▶ **STORED RECORDS**
•••••

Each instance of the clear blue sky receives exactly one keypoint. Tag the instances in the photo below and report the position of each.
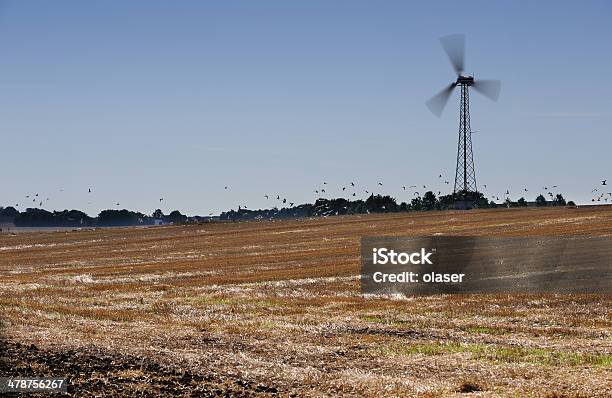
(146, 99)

•••••

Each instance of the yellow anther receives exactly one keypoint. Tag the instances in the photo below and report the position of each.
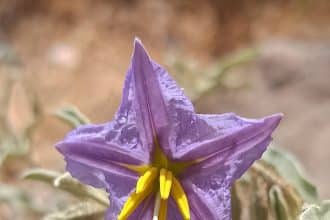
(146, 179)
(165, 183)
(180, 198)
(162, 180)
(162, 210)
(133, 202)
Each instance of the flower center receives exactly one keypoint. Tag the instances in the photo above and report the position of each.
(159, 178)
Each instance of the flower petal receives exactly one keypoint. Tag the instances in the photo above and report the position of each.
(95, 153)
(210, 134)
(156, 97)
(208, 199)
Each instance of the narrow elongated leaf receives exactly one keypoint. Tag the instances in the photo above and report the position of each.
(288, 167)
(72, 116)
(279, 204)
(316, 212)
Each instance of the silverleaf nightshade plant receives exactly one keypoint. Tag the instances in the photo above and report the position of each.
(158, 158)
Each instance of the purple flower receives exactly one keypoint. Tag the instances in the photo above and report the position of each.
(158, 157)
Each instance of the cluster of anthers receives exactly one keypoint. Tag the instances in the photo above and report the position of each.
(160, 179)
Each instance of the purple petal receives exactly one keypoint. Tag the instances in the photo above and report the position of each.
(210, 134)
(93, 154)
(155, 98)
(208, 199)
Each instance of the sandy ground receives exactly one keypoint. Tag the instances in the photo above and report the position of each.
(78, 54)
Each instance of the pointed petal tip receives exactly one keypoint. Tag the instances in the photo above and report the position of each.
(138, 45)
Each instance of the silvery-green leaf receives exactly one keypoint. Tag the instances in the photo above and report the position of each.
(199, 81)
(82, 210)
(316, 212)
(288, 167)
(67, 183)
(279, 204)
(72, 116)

•••••

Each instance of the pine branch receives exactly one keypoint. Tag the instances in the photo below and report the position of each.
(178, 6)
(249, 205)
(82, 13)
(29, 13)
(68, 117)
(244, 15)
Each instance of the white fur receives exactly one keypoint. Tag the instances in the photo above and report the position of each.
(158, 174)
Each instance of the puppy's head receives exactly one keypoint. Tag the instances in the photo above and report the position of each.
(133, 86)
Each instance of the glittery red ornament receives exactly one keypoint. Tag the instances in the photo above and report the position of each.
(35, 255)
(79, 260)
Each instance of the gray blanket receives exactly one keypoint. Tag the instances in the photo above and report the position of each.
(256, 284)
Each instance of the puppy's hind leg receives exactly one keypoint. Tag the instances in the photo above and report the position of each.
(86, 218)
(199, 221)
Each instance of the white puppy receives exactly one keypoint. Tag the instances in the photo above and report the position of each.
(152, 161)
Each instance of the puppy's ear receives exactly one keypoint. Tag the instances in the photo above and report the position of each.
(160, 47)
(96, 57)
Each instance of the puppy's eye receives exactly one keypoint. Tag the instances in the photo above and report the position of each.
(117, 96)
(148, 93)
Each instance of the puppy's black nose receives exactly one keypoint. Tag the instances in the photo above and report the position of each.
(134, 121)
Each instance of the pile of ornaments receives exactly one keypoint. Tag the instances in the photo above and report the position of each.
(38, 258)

•••••

▶ **GIVEN TASK**
Please find every line in the items above that contains the word "flower" and copy each of those lines in full.

▶ **SOLUTION**
Each instance of the flower center receives exactly one keypoint. Tag the instances in the photo above and report the position of each.
Each instance of the flower petal receives exactly one keypoint. Tag the instances in the photo above and report the position of each.
Each instance of the purple flower receives exactly one keypoint. Tag the instances in the photo above and report the position of each.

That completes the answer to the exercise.